• [WHAT IS NEEDED] Arrange every line of the listing below as a Markdown table with the columns "Row" and "Text," numbering the rows and skipping blank lines. Leave the pictures out of the table.
═══ GIVEN INFORMATION
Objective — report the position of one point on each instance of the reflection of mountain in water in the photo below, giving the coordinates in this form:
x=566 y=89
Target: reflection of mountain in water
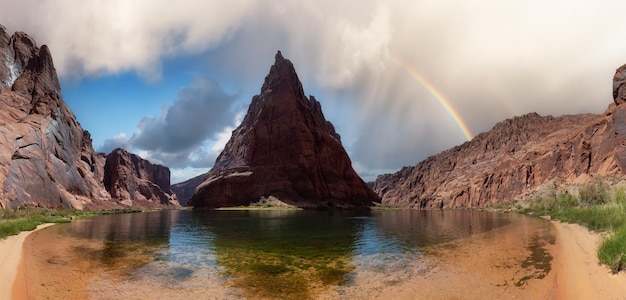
x=126 y=242
x=424 y=228
x=282 y=254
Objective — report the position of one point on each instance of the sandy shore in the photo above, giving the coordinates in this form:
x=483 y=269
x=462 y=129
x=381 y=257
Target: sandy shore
x=10 y=258
x=576 y=272
x=579 y=273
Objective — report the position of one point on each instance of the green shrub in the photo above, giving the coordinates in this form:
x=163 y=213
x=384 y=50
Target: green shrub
x=594 y=194
x=612 y=251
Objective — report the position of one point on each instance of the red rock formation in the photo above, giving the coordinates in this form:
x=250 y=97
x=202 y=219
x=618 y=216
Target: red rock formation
x=512 y=160
x=184 y=190
x=284 y=148
x=137 y=182
x=46 y=158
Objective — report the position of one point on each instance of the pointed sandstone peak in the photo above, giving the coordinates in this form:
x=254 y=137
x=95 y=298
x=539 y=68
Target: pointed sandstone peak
x=284 y=149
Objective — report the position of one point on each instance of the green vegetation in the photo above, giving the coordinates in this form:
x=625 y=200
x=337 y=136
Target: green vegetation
x=24 y=219
x=599 y=208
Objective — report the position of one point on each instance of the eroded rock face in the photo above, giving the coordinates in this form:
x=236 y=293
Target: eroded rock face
x=286 y=149
x=512 y=160
x=136 y=181
x=46 y=158
x=184 y=190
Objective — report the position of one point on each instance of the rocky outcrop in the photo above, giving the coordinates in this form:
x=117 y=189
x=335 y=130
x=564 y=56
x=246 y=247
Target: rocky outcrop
x=512 y=160
x=184 y=190
x=284 y=149
x=136 y=181
x=46 y=158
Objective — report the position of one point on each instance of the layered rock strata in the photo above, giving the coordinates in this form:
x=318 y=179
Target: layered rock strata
x=184 y=190
x=283 y=149
x=136 y=181
x=514 y=159
x=46 y=158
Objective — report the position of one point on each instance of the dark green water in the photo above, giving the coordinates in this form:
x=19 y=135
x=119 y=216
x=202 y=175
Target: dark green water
x=267 y=253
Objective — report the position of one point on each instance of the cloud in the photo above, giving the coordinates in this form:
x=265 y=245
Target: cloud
x=108 y=37
x=490 y=60
x=118 y=141
x=179 y=136
x=201 y=110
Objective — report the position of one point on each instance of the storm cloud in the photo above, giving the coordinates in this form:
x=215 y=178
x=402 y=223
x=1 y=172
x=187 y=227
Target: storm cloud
x=489 y=60
x=177 y=137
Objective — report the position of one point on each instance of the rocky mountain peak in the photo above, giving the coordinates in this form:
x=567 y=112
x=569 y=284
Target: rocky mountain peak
x=516 y=159
x=284 y=149
x=283 y=78
x=46 y=158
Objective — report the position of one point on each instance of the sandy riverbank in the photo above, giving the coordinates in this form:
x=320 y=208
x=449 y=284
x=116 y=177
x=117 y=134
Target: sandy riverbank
x=579 y=274
x=576 y=273
x=10 y=258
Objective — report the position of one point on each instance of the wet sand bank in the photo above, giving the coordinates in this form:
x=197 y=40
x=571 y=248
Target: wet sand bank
x=10 y=259
x=484 y=266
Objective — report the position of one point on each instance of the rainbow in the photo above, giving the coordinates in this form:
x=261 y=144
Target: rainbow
x=437 y=94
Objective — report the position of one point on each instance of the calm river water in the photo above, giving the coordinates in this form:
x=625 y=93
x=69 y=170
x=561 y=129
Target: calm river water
x=292 y=255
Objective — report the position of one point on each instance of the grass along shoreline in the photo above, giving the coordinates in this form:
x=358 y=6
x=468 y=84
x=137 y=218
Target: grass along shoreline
x=598 y=207
x=13 y=222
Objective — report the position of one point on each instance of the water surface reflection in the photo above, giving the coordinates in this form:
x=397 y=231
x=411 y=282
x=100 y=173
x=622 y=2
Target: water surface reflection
x=260 y=254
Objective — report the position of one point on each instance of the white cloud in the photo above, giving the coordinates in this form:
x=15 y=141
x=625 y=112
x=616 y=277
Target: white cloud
x=491 y=60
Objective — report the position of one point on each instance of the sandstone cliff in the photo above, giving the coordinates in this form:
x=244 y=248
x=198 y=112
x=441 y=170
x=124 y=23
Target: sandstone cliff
x=184 y=190
x=46 y=158
x=515 y=158
x=285 y=149
x=136 y=181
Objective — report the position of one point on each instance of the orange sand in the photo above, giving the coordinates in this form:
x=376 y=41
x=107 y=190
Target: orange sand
x=10 y=257
x=482 y=267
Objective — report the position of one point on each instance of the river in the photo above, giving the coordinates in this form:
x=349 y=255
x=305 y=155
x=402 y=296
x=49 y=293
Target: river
x=290 y=254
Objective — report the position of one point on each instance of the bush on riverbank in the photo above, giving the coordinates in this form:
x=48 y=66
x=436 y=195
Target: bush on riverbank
x=598 y=207
x=24 y=219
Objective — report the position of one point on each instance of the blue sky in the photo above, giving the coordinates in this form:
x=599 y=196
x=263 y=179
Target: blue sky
x=169 y=82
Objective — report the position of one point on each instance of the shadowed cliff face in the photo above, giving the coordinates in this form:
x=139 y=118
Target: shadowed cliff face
x=184 y=190
x=284 y=148
x=130 y=178
x=46 y=158
x=515 y=158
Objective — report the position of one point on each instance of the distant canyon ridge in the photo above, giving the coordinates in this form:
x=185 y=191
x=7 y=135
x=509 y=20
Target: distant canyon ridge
x=516 y=159
x=47 y=158
x=284 y=153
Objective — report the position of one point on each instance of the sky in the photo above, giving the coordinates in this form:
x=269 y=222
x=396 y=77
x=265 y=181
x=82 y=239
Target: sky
x=400 y=80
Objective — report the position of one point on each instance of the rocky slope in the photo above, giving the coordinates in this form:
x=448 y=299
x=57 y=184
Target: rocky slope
x=514 y=159
x=136 y=181
x=46 y=158
x=184 y=190
x=283 y=149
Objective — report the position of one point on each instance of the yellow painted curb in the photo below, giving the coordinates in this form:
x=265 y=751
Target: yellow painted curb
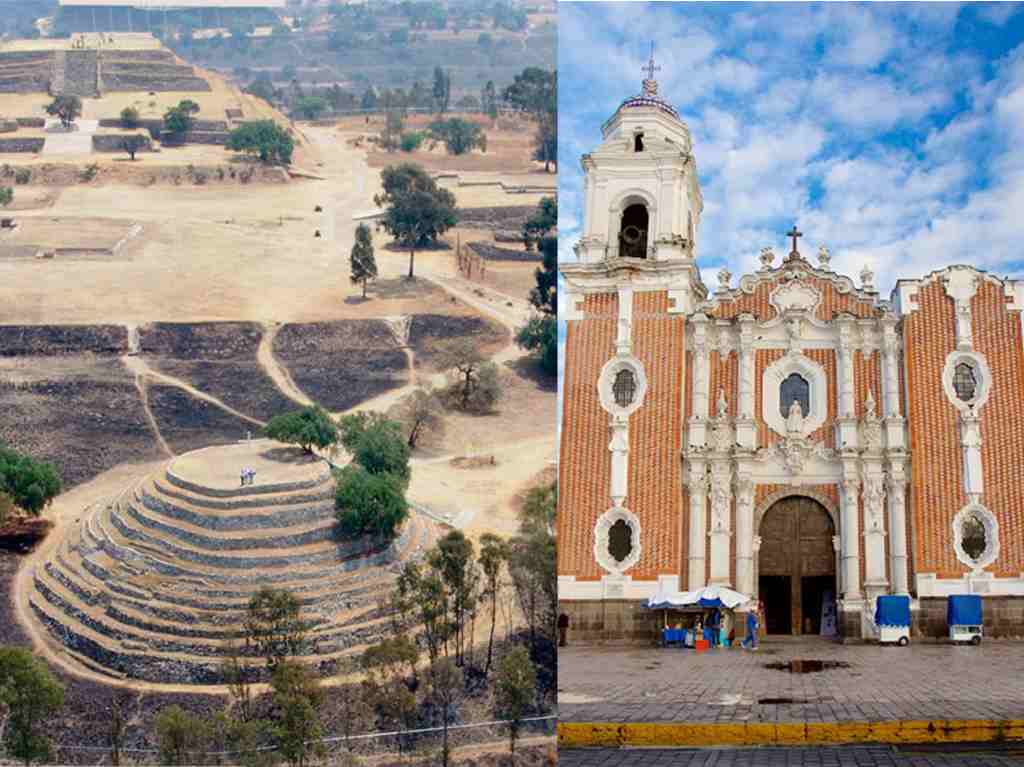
x=616 y=734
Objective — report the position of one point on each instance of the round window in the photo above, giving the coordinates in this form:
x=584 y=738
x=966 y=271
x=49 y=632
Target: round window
x=973 y=537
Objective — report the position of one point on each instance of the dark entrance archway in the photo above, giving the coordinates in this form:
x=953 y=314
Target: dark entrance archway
x=633 y=235
x=796 y=564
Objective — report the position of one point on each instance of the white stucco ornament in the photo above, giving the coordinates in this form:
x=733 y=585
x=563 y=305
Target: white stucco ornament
x=795 y=295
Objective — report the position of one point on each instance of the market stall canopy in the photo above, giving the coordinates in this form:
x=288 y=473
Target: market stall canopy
x=710 y=596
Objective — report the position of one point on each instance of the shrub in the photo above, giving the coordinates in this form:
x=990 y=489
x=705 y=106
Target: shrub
x=264 y=138
x=370 y=504
x=32 y=484
x=129 y=117
x=310 y=427
x=412 y=140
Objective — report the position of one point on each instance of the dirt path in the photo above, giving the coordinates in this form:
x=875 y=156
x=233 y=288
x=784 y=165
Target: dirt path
x=139 y=368
x=276 y=372
x=143 y=394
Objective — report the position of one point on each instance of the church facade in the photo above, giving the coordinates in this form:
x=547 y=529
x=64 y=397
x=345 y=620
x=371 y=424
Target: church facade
x=791 y=434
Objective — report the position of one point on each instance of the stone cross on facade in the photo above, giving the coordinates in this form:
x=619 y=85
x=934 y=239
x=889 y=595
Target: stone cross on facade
x=795 y=232
x=649 y=84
══════
• [COMPLETE RESPONSE]
| Row | Text |
|---|---|
| 1 | Objective — report the position of one point on each instance of the reflection of mountain in water in the photo below, giving the coordinates in this form: |
| 2 | x=566 y=89 |
| 3 | Target: reflection of mountain in water |
| 4 | x=126 y=242 |
| 5 | x=424 y=228 |
| 6 | x=282 y=254 |
| 7 | Objective — report the position of one point on each instance of the sandy shore in the photo above, giving the coordinates in this form: |
| 8 | x=483 y=269 |
| 9 | x=462 y=129 |
| 10 | x=381 y=257 |
| 11 | Target: sandy shore |
| 12 | x=10 y=258 |
| 13 | x=576 y=272 |
| 14 | x=579 y=273 |
| 15 | Objective — report the position of one point on each instance of the green shrub in the photo above, giving the coordinates in this form: |
| 16 | x=163 y=213 |
| 17 | x=384 y=50 |
| 18 | Target: green shrub |
| 19 | x=594 y=194 |
| 20 | x=612 y=251 |
| 21 | Objective — report the position of one point on each instance of the red rock formation in the photo above, giving the coordinates in this form: |
| 22 | x=250 y=97 |
| 23 | x=202 y=219 |
| 24 | x=618 y=216 |
| 25 | Target: red rock formation |
| 26 | x=512 y=160 |
| 27 | x=184 y=190 |
| 28 | x=284 y=148 |
| 29 | x=137 y=182 |
| 30 | x=46 y=158 |
| 31 | Objective — report the position of one point on each instance of the pointed sandstone peak in the photo above, giving the coordinates in this form: |
| 32 | x=254 y=137 |
| 33 | x=95 y=298 |
| 34 | x=539 y=68 |
| 35 | Target: pointed sandstone peak |
| 36 | x=284 y=149 |
| 37 | Objective — report the position of one point on each instance of the green vegetation in the photo above, giving the coordinates in this form: |
| 38 | x=625 y=200 |
| 39 | x=337 y=136 |
| 40 | Target: green vegetation |
| 41 | x=24 y=219 |
| 42 | x=599 y=208 |
| 43 | Objective — report the position of one point on each instance of the eroded rock face in the photo above, giving the coordinates in this form: |
| 44 | x=236 y=293 |
| 45 | Target: eroded rock face |
| 46 | x=286 y=149 |
| 47 | x=512 y=160 |
| 48 | x=136 y=181 |
| 49 | x=46 y=158 |
| 50 | x=184 y=190 |
| 51 | Objective — report the position of one point on each instance of the rocky outcrop in the photo above, giving the coordinates in this form: |
| 52 | x=117 y=189 |
| 53 | x=335 y=130 |
| 54 | x=564 y=56 |
| 55 | x=246 y=247 |
| 56 | Target: rocky outcrop |
| 57 | x=512 y=160 |
| 58 | x=184 y=190 |
| 59 | x=284 y=149 |
| 60 | x=136 y=181 |
| 61 | x=46 y=158 |
| 62 | Objective — report the position of one point on each instance of the layered rock strata in the photo above, giving the coordinates in this form: |
| 63 | x=318 y=179 |
| 64 | Target: layered rock strata |
| 65 | x=184 y=190 |
| 66 | x=283 y=149 |
| 67 | x=136 y=181 |
| 68 | x=514 y=159 |
| 69 | x=46 y=158 |
| 70 | Objective — report the position of one point on each instance of the dark green water in the photo above, giving the coordinates in this form: |
| 71 | x=19 y=135 |
| 72 | x=119 y=216 |
| 73 | x=202 y=175 |
| 74 | Target: dark green water |
| 75 | x=267 y=253 |
| 76 | Objective — report the position of one point on each instance of the cloud in the photo above, giving the coordinates in this form: |
| 77 | x=265 y=245 |
| 78 | Target: cloud |
| 79 | x=108 y=37 |
| 80 | x=490 y=60 |
| 81 | x=118 y=141 |
| 82 | x=179 y=136 |
| 83 | x=201 y=110 |
| 84 | Objective — report the position of one point on each instance of the storm cloud in the photo above, giving the coordinates in this form: |
| 85 | x=215 y=178 |
| 86 | x=402 y=223 |
| 87 | x=1 y=172 |
| 88 | x=187 y=227 |
| 89 | Target: storm cloud |
| 90 | x=489 y=60 |
| 91 | x=177 y=137 |
| 92 | Objective — report the position of one point on each instance of the rocky mountain peak in the photo above, giving the coordinates in this form: |
| 93 | x=567 y=112 |
| 94 | x=569 y=284 |
| 95 | Target: rocky mountain peak |
| 96 | x=516 y=159 |
| 97 | x=284 y=149 |
| 98 | x=283 y=78 |
| 99 | x=46 y=158 |
| 100 | Objective — report the position of one point on each instance of the sandy riverbank in the photo above, giving the coordinates in this form: |
| 101 | x=320 y=208 |
| 102 | x=449 y=284 |
| 103 | x=116 y=177 |
| 104 | x=117 y=134 |
| 105 | Target: sandy riverbank |
| 106 | x=579 y=274 |
| 107 | x=576 y=273 |
| 108 | x=10 y=258 |
| 109 | Objective — report the position of one point on each instance of the wet sand bank in the photo above, giving the coordinates in this form: |
| 110 | x=197 y=40 |
| 111 | x=571 y=248 |
| 112 | Target: wet sand bank |
| 113 | x=10 y=259 |
| 114 | x=484 y=266 |
| 115 | Objective — report the position of one point on each instance of the rainbow in the photo above, giving the coordinates in this form: |
| 116 | x=261 y=144 |
| 117 | Target: rainbow |
| 118 | x=437 y=94 |
| 119 | Objective — report the position of one point on each instance of the calm river water in the photo above, giving the coordinates in this form: |
| 120 | x=625 y=93 |
| 121 | x=69 y=170 |
| 122 | x=561 y=129 |
| 123 | Target: calm river water |
| 124 | x=292 y=255 |
| 125 | Objective — report the position of one point on each instance of the grass along shoreline in the photo above, giving the coordinates in this form: |
| 126 | x=358 y=6 |
| 127 | x=468 y=84 |
| 128 | x=137 y=218 |
| 129 | Target: grass along shoreline |
| 130 | x=598 y=207 |
| 131 | x=13 y=222 |
| 132 | Objective — report the position of one point on each instance of the water surface reflection in the photo above, giving the coordinates in this form: |
| 133 | x=397 y=231 |
| 134 | x=411 y=282 |
| 135 | x=100 y=173 |
| 136 | x=622 y=2 |
| 137 | Target: water surface reflection |
| 138 | x=260 y=254 |
| 139 | Objective — report the position of one point on each instance of the white cloud in the photo above, giving the coordinates in this form: |
| 140 | x=15 y=141 |
| 141 | x=625 y=112 |
| 142 | x=616 y=277 |
| 143 | Target: white cloud |
| 144 | x=491 y=60 |
| 145 | Objective — report the position of one point on each instance of the sandstone cliff in the photo above, giving the coordinates in this form: |
| 146 | x=244 y=248 |
| 147 | x=198 y=112 |
| 148 | x=441 y=170 |
| 149 | x=124 y=23 |
| 150 | Target: sandstone cliff |
| 151 | x=184 y=190 |
| 152 | x=46 y=158 |
| 153 | x=515 y=158 |
| 154 | x=285 y=149 |
| 155 | x=136 y=181 |
| 156 | Objective — report the position of one point on each instance of the orange sand in the photo above, giving the coordinates in this form: |
| 157 | x=376 y=41 |
| 158 | x=107 y=190 |
| 159 | Target: orange sand |
| 160 | x=10 y=257 |
| 161 | x=482 y=267 |
| 162 | Objective — report the position of one point on each instance of the river in the photo above, giving the coordinates in this form: |
| 163 | x=349 y=255 |
| 164 | x=305 y=155 |
| 165 | x=402 y=296 |
| 166 | x=49 y=293 |
| 167 | Target: river |
| 168 | x=290 y=254 |
| 169 | Objective — report the position of one point on each instance of the bush on riverbank in the photo above, giving the coordinates in this form: |
| 170 | x=48 y=66 |
| 171 | x=436 y=195 |
| 172 | Target: bush on riverbank |
| 173 | x=598 y=207 |
| 174 | x=24 y=219 |
| 175 | Objective — report the position of one point on each instance of the blue sky in the photo above, giving the coordinates in this form: |
| 176 | x=599 y=196 |
| 177 | x=263 y=179 |
| 178 | Target: blue sky |
| 179 | x=169 y=82 |
| 180 | Objective — report the position of one point on each instance of the shadowed cliff face in the photo above, giving the coordinates in this form: |
| 181 | x=139 y=118 |
| 182 | Target: shadowed cliff face |
| 183 | x=184 y=190 |
| 184 | x=284 y=148 |
| 185 | x=130 y=178 |
| 186 | x=46 y=158 |
| 187 | x=515 y=158 |
| 188 | Objective — report the position of one point on each instance of the distant canyon ridge in the photo above, giving the coordinates in this form: |
| 189 | x=185 y=191 |
| 190 | x=7 y=135 |
| 191 | x=509 y=20 |
| 192 | Target: distant canyon ridge |
| 193 | x=516 y=159 |
| 194 | x=47 y=158 |
| 195 | x=284 y=153 |
| 196 | Objective — report the position of one point on each instance of the sky in the photo above, giving the coordinates in this form: |
| 197 | x=269 y=222 |
| 198 | x=396 y=77 |
| 199 | x=265 y=181 |
| 200 | x=82 y=239 |
| 201 | Target: sky |
| 202 | x=400 y=80 |
| 203 | Objective — report the position of one point on each instance of the rocky slope in the photo above, giving the coordinates in this form: |
| 204 | x=448 y=299 |
| 205 | x=57 y=184 |
| 206 | Target: rocky slope |
| 207 | x=514 y=159 |
| 208 | x=136 y=181 |
| 209 | x=46 y=158 |
| 210 | x=184 y=190 |
| 211 | x=283 y=149 |
| 212 | Objective — report the position of one point on each instance of the yellow painted curb in the photo below, giving the coordinates in this form: |
| 213 | x=265 y=751 |
| 214 | Target: yellow painted curb |
| 215 | x=616 y=734 |
| 216 | Objective — report the position of one point on each instance of the round window in the photo above, giving the coordinates in this form: |
| 217 | x=584 y=738 |
| 218 | x=966 y=271 |
| 219 | x=49 y=632 |
| 220 | Target: round window |
| 221 | x=973 y=537 |
| 222 | Objective — report the position of one point on each instance of the dark entrance archway in the photo above, giving the coordinates in this form: |
| 223 | x=953 y=314 |
| 224 | Target: dark entrance archway |
| 225 | x=633 y=235 |
| 226 | x=796 y=564 |
| 227 | Objective — report the position of one point on each instance of the white stucco ornament in the photo above, giving the coordinates in this form: |
| 228 | x=733 y=585 |
| 229 | x=563 y=305 |
| 230 | Target: white stucco ornament |
| 231 | x=795 y=295 |
| 232 | Objective — report the position of one point on each instance of the market stall canopy in the photo above, giving the coordinates in this form: |
| 233 | x=288 y=473 |
| 234 | Target: market stall canopy |
| 235 | x=710 y=596 |
| 236 | Objective — report the position of one point on each instance of the shrub in the photo above, giving the coordinates in this form: |
| 237 | x=990 y=489 |
| 238 | x=705 y=106 |
| 239 | Target: shrub |
| 240 | x=264 y=138 |
| 241 | x=370 y=504 |
| 242 | x=32 y=484 |
| 243 | x=129 y=117 |
| 244 | x=310 y=427 |
| 245 | x=412 y=140 |
| 246 | Objective — report the position of one point on each instance of the dirt path in the photo above, giving the coordinates in this form: |
| 247 | x=875 y=156 |
| 248 | x=233 y=288 |
| 249 | x=784 y=165 |
| 250 | Target: dirt path |
| 251 | x=139 y=368 |
| 252 | x=276 y=372 |
| 253 | x=143 y=394 |
| 254 | Objective — report the position of one point on each instance of the church facade in the photo above, giving the coordinates in this form: |
| 255 | x=547 y=529 |
| 256 | x=64 y=397 |
| 257 | x=345 y=620 |
| 258 | x=371 y=424 |
| 259 | Target: church facade |
| 260 | x=791 y=434 |
| 261 | Objective — report the position of one point on each instance of the stone cross on facade in the photo above, giving the coordinates in this form: |
| 262 | x=619 y=85 |
| 263 | x=934 y=239 |
| 264 | x=889 y=595 |
| 265 | Target: stone cross on facade |
| 266 | x=795 y=232 |
| 267 | x=649 y=84 |